ACTIVITY
This task requires every entry to be set down again exactly.

GIVEN ENTRIES
####################
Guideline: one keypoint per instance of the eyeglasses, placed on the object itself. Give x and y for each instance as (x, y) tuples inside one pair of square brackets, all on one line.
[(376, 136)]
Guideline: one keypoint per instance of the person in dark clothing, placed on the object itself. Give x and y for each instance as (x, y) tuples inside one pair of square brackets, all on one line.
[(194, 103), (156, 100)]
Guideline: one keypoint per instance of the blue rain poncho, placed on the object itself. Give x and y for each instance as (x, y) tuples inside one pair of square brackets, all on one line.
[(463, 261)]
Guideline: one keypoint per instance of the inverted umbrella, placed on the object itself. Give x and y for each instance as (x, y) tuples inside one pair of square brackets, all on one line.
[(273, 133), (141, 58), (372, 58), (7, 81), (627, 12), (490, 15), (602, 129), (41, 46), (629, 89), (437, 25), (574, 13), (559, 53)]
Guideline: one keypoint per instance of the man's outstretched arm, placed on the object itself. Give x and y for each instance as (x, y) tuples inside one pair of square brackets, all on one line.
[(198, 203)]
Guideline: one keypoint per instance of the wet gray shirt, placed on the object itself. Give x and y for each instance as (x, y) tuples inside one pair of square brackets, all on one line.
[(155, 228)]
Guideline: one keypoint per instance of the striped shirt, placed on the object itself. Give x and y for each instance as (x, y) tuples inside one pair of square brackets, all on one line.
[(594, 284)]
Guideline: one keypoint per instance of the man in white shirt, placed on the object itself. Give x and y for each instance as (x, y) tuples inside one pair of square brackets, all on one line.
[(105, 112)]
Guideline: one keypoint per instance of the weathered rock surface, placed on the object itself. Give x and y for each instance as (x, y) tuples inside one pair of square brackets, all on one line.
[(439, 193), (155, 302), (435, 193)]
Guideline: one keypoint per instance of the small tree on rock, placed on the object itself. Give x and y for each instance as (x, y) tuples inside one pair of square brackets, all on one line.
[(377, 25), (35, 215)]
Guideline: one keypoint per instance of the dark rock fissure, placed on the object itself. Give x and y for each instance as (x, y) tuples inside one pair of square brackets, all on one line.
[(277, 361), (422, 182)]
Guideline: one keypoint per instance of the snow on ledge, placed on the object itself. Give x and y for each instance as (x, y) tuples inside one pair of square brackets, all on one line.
####################
RESPONSE
Guideline: one keypoint per instance of the eyeglasses, placed on the object itself. Give x and y for each instance as (x, y) tuples inside one pair of square brackets, all on one line.
[(376, 136)]
Guideline: one keypoint per instance of the person in dark clothing, placed on the object itself. Give x and y for each instance as (x, y) tuples inside one pair of square brackets, all on one line.
[(194, 103), (156, 100)]
Guideline: one keypoint per instance of the blue rain poncho, placed on the object itself. Give x and y for each instance as (x, y) tuples inside one pair of square brackets, all on one line.
[(463, 261)]
Guideline: one keypoint per instance of the inverted umbrella, placed on the object itself. Give x and y for each instance as (x, y) tuples inside one pair of square brackets, all on one line.
[(273, 133), (141, 58), (372, 58), (7, 81), (627, 12), (490, 15), (602, 129), (41, 46), (629, 89), (437, 25), (574, 13), (559, 53)]
Guideline: one keypoint per instance of the man's outstretched arm, placed on the object itself. Give x and y for each instance as (x, y) tuples inside one pair of square brackets, all on one line.
[(198, 203)]
Guideline: one keypoint per instance of the wet gray shirt, placed on the object itself. Give x and y for each instance as (x, y) tuples inside one pair of square brackets, all on one line.
[(155, 228)]
Guideline: one keypoint per instance of the striped shirt, placed on the object itself. Give x and y for each instance as (x, y) tuples inside one pair of square brackets, all on one line.
[(594, 284)]
Guideline: one keypoint per instance of the man in white shirt, placed on the object itself. Give x and y for each instance as (x, y) tuples inside one pair of square brackets, all on one line.
[(105, 112)]
Guideline: one keypoint per instance of the weathered rock surface, placed on the object itself. Give x and y for each instance as (x, y) tuples inside one pair of square brackets, all on one line.
[(439, 193), (155, 302), (435, 193)]
Guideline: one keypoint per instance of the small tree on rock, placed on the object itself. Give x and y for each instance as (x, y) tuples inside one pair of square brackets, all on one line.
[(377, 25), (35, 215)]
Guideline: one keypoint per instance of the dark rock fissure, placed on the object itself. Give x and y for each instance as (x, y) tuples inside one pair of square brackets, all on one line.
[(277, 361), (422, 182)]
Guideline: one keypoint per instance of the snow on ledge, placed on the object itself. Give x and y for each instance as (x, y) tuples inside one pair of square brackets, all on one line.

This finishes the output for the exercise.